(Entries from a point annotation set)
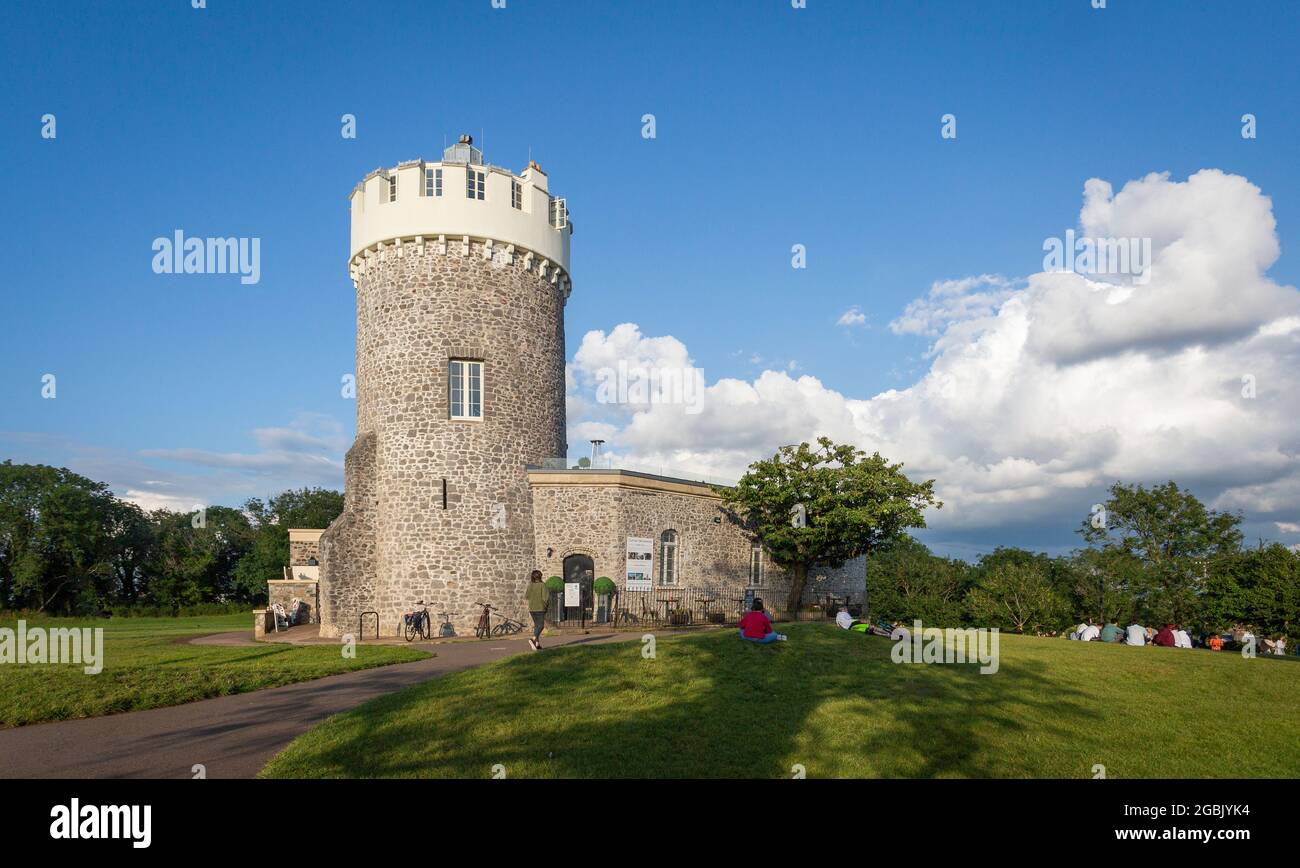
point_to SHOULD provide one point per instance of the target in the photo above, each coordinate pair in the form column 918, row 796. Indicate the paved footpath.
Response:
column 230, row 736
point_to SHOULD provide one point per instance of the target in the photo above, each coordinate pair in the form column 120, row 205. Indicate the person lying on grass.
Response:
column 755, row 626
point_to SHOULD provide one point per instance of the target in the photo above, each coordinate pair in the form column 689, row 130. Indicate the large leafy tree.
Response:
column 1175, row 538
column 271, row 520
column 1017, row 595
column 57, row 534
column 1103, row 584
column 826, row 504
column 906, row 582
column 1259, row 587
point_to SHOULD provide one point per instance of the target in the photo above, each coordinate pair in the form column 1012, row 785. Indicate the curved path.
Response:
column 229, row 736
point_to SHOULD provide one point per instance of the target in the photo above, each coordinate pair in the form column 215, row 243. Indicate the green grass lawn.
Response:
column 713, row 706
column 147, row 665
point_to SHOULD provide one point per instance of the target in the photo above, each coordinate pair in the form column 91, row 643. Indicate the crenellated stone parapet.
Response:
column 497, row 251
column 455, row 202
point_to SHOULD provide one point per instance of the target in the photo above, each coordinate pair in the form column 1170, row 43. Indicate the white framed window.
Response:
column 755, row 565
column 475, row 185
column 559, row 213
column 668, row 558
column 466, row 389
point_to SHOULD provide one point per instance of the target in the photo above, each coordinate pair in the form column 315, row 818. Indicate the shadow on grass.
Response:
column 706, row 706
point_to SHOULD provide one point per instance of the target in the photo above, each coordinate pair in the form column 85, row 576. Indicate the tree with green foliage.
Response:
column 271, row 521
column 826, row 504
column 1259, row 587
column 906, row 582
column 1015, row 595
column 1175, row 538
column 57, row 532
column 1103, row 584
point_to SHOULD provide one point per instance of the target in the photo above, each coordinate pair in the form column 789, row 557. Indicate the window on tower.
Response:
column 466, row 389
column 559, row 213
column 668, row 558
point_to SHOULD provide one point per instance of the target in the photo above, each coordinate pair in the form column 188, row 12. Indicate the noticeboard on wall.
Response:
column 640, row 563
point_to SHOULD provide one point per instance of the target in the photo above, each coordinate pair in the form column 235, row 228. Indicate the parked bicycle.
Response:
column 505, row 626
column 417, row 624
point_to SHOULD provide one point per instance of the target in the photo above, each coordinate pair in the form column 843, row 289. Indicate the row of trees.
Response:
column 1153, row 555
column 69, row 547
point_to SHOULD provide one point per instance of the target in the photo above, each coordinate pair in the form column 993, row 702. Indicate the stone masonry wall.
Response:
column 347, row 546
column 415, row 313
column 286, row 591
column 713, row 556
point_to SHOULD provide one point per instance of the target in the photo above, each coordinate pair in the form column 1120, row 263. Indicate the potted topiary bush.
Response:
column 605, row 589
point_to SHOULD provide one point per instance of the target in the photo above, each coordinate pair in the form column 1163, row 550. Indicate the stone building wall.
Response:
column 416, row 311
column 347, row 552
column 594, row 512
column 285, row 591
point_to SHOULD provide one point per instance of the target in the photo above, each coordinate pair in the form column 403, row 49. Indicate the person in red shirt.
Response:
column 755, row 626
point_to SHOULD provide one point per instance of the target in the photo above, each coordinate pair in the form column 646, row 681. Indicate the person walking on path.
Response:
column 537, row 599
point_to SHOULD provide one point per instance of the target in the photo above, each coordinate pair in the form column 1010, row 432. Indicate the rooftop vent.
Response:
column 463, row 151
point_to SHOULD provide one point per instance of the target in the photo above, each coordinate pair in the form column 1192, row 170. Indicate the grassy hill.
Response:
column 148, row 665
column 832, row 702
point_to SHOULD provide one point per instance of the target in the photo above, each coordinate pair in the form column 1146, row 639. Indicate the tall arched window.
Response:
column 668, row 558
column 755, row 565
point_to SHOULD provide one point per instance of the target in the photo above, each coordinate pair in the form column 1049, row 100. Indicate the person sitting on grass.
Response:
column 755, row 626
column 1112, row 633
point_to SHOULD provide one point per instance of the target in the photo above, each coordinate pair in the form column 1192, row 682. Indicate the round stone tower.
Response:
column 462, row 276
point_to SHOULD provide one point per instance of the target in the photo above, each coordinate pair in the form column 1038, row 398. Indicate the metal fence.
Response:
column 659, row 607
column 667, row 607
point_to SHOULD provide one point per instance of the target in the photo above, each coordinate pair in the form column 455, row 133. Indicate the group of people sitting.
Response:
column 1169, row 636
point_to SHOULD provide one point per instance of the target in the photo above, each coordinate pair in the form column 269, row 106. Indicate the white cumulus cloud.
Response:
column 1044, row 390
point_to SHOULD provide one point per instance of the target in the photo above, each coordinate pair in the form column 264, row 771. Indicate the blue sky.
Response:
column 775, row 126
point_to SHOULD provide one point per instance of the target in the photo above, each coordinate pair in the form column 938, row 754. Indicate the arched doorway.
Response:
column 581, row 569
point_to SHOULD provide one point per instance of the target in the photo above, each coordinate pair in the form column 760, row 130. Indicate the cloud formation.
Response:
column 1044, row 390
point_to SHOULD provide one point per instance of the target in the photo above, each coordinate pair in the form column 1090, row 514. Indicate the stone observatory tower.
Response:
column 462, row 276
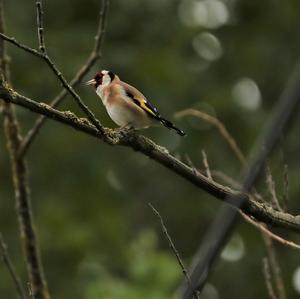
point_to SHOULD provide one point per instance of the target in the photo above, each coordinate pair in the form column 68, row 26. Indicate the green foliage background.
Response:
column 99, row 238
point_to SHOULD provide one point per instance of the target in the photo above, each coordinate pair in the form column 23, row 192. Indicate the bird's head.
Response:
column 102, row 78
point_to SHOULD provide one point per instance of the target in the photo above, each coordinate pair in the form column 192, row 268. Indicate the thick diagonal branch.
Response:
column 260, row 211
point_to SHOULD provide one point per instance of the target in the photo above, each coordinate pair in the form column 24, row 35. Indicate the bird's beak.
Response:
column 91, row 82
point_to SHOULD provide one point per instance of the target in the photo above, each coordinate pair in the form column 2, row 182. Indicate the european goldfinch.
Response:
column 127, row 106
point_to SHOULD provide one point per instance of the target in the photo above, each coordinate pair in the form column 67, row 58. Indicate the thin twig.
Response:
column 61, row 78
column 260, row 211
column 91, row 60
column 268, row 233
column 9, row 265
column 174, row 249
column 226, row 179
column 275, row 267
column 285, row 197
column 219, row 125
column 22, row 193
column 271, row 187
column 268, row 278
column 40, row 26
column 205, row 163
column 27, row 49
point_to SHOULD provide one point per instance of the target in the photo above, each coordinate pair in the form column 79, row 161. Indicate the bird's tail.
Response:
column 169, row 125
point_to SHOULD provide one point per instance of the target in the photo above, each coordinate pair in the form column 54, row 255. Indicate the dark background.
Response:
column 98, row 237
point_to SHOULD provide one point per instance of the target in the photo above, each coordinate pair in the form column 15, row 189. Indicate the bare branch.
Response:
column 174, row 249
column 91, row 60
column 40, row 26
column 27, row 49
column 206, row 166
column 61, row 78
column 269, row 234
column 22, row 193
column 268, row 278
column 285, row 198
column 8, row 263
column 260, row 211
column 271, row 186
column 275, row 267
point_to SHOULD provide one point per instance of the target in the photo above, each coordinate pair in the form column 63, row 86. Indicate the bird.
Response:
column 126, row 105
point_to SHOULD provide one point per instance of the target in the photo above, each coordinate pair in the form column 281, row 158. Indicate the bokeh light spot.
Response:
column 207, row 46
column 246, row 93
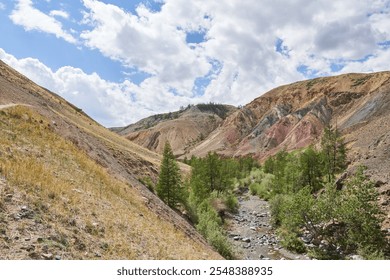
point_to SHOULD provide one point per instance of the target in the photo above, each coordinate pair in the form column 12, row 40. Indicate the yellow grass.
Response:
column 80, row 200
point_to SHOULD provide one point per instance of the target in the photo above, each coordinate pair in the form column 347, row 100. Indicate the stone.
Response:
column 47, row 256
column 246, row 239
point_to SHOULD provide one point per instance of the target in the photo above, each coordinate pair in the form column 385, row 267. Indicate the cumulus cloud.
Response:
column 59, row 13
column 241, row 36
column 31, row 18
column 249, row 47
column 111, row 104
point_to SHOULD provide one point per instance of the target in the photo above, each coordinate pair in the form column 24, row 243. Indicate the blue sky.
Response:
column 124, row 60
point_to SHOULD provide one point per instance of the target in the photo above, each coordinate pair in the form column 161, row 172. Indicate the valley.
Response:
column 252, row 235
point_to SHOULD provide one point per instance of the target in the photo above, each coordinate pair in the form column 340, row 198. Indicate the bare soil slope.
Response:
column 183, row 129
column 69, row 188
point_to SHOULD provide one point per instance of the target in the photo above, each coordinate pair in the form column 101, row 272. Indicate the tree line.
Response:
column 308, row 203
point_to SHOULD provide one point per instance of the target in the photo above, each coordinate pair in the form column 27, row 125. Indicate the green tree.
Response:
column 310, row 168
column 333, row 152
column 169, row 187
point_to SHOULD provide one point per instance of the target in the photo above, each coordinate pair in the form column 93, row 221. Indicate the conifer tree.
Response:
column 169, row 184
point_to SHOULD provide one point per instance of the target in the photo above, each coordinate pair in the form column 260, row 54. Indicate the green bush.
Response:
column 292, row 242
column 231, row 202
column 209, row 225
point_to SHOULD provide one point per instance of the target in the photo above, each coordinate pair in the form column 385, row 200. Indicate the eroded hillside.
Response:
column 69, row 188
column 183, row 129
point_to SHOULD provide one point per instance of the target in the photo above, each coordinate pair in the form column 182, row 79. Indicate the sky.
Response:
column 121, row 61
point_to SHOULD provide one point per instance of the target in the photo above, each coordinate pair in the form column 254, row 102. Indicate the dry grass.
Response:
column 92, row 213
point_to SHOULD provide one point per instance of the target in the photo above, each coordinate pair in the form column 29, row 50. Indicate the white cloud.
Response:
column 111, row 104
column 59, row 13
column 33, row 19
column 240, row 36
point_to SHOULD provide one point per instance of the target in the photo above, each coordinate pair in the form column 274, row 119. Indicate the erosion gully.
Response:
column 251, row 234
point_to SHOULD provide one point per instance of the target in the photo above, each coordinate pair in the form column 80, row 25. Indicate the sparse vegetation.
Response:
column 306, row 204
column 79, row 204
column 169, row 187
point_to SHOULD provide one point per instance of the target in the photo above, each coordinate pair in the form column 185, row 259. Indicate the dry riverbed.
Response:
column 251, row 234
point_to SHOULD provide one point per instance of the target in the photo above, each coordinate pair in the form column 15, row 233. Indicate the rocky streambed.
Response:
column 251, row 234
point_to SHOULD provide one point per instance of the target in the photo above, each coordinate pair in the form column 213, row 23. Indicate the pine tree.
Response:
column 333, row 152
column 169, row 187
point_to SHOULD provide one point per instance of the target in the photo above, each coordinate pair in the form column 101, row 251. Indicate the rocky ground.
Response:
column 251, row 234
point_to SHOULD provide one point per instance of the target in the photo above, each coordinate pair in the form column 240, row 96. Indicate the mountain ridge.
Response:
column 71, row 189
column 293, row 116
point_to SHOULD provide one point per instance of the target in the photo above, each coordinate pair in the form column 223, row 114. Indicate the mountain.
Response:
column 70, row 188
column 293, row 116
column 183, row 129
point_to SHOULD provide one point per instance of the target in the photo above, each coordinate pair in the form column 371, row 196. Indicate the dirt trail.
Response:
column 252, row 235
column 5, row 106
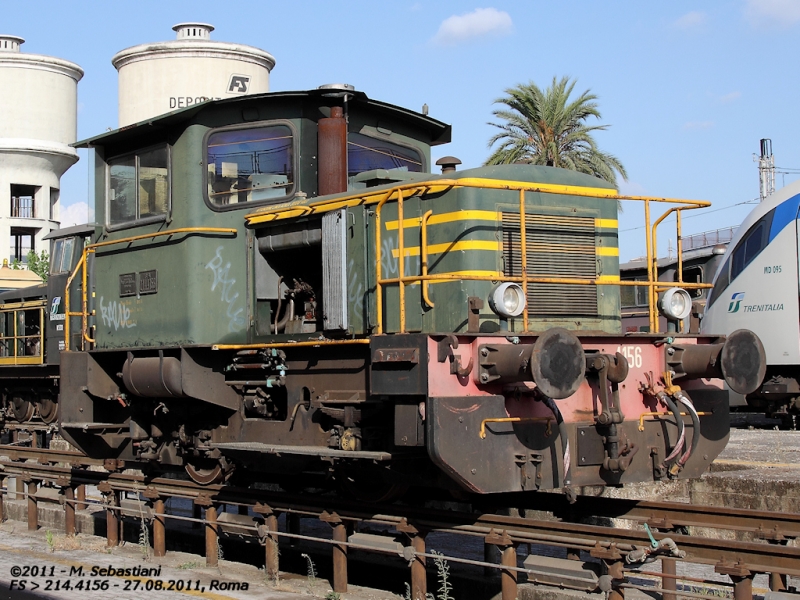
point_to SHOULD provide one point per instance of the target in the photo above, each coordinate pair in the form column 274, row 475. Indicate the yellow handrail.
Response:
column 401, row 192
column 82, row 265
column 423, row 251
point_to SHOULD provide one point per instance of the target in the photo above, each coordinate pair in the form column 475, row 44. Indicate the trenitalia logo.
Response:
column 736, row 299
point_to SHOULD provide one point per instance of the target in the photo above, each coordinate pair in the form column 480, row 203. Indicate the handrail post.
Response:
column 378, row 273
column 401, row 260
column 650, row 279
column 680, row 244
column 423, row 251
column 523, row 241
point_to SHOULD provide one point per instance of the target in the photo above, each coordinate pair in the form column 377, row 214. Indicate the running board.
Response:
column 300, row 450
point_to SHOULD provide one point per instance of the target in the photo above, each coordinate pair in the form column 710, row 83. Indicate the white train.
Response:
column 756, row 287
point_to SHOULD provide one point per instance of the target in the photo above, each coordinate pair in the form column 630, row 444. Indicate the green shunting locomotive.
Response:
column 278, row 287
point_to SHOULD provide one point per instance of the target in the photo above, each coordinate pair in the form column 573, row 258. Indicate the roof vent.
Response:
column 193, row 31
column 448, row 163
column 10, row 43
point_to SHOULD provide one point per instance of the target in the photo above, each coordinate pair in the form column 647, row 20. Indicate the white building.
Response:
column 164, row 76
column 38, row 121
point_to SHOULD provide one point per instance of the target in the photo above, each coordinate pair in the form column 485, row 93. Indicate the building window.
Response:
column 22, row 201
column 54, row 195
column 61, row 259
column 139, row 186
column 22, row 242
column 250, row 165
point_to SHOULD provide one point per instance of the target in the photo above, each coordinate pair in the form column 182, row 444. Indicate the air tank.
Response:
column 158, row 78
column 38, row 121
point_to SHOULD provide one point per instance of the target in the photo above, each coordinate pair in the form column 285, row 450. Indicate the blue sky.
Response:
column 688, row 88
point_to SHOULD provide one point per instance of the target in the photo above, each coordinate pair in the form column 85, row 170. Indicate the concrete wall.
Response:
column 158, row 78
column 38, row 121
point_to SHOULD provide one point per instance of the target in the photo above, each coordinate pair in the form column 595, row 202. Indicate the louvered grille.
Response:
column 557, row 247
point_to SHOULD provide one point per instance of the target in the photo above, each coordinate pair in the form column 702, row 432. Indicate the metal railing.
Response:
column 402, row 192
column 706, row 239
column 82, row 267
column 22, row 207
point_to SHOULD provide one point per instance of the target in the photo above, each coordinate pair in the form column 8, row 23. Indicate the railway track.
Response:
column 766, row 552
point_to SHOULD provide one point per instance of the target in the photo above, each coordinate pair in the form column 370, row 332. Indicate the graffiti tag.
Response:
column 116, row 314
column 225, row 283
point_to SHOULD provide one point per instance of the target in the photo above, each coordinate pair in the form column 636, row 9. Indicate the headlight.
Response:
column 507, row 300
column 675, row 304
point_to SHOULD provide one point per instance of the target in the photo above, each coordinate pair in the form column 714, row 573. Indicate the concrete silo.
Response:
column 161, row 77
column 38, row 121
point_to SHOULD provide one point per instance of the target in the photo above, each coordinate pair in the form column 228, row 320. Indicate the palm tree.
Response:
column 546, row 128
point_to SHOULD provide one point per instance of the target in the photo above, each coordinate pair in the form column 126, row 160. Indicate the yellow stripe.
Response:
column 467, row 275
column 606, row 223
column 462, row 215
column 452, row 247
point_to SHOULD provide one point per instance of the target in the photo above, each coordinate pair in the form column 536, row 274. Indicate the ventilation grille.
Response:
column 557, row 247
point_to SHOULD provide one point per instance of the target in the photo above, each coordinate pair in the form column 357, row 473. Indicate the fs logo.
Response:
column 55, row 305
column 238, row 84
column 736, row 299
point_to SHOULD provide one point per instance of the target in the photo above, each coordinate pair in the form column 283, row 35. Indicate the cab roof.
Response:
column 439, row 132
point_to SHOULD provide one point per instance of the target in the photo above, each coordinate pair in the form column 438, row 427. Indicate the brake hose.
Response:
column 684, row 399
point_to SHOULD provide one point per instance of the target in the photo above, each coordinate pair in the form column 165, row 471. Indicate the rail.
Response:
column 401, row 193
column 738, row 558
column 82, row 267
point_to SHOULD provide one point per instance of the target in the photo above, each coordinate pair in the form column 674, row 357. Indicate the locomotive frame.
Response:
column 337, row 348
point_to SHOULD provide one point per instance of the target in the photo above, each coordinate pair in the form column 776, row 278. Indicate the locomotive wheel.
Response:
column 21, row 408
column 207, row 471
column 48, row 410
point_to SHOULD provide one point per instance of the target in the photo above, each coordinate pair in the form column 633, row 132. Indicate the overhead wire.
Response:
column 702, row 213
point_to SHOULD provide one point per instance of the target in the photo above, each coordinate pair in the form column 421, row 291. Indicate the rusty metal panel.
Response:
column 395, row 372
column 409, row 428
column 334, row 270
column 512, row 457
column 127, row 285
column 591, row 450
column 148, row 282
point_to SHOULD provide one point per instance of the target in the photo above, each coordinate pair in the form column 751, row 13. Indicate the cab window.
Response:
column 366, row 153
column 250, row 165
column 139, row 186
column 633, row 295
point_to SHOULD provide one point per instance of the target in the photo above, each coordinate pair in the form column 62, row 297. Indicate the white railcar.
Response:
column 756, row 288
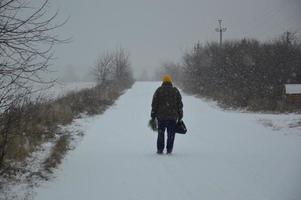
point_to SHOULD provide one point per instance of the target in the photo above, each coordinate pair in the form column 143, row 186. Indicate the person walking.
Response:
column 167, row 107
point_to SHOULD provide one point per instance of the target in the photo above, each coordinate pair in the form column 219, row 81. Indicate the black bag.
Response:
column 180, row 127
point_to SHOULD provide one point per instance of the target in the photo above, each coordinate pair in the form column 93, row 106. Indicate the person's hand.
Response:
column 153, row 115
column 180, row 116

- **Aim of the exercise**: Output the lines of the material above without any change, starting at the line that contains "the concrete wall." and ending at the line that contains "column 766, row 552", both included.

- **Result of this exercise**:
point_to SHOULD provide one point per instance of the target in the photo above, each coordinate pair in the form column 85, row 170. Indicate the concrete wall.
Response:
column 158, row 78
column 38, row 121
point_to SHOULD provide one point per instance of the target in the photo above, each coordinate pair in the form column 595, row 202. Indicate the louvered grille.
Response:
column 557, row 247
point_to SHOULD provide one point per instance of the target in the photo above, each coordinate pair in the form column 702, row 432. Indicate the metal railing.
Response:
column 402, row 192
column 706, row 239
column 82, row 267
column 22, row 207
point_to SHOULD provide one point per instance of the target in the photo above, each coordinate pair in the form column 8, row 23. Indicate the railway track.
Response:
column 766, row 552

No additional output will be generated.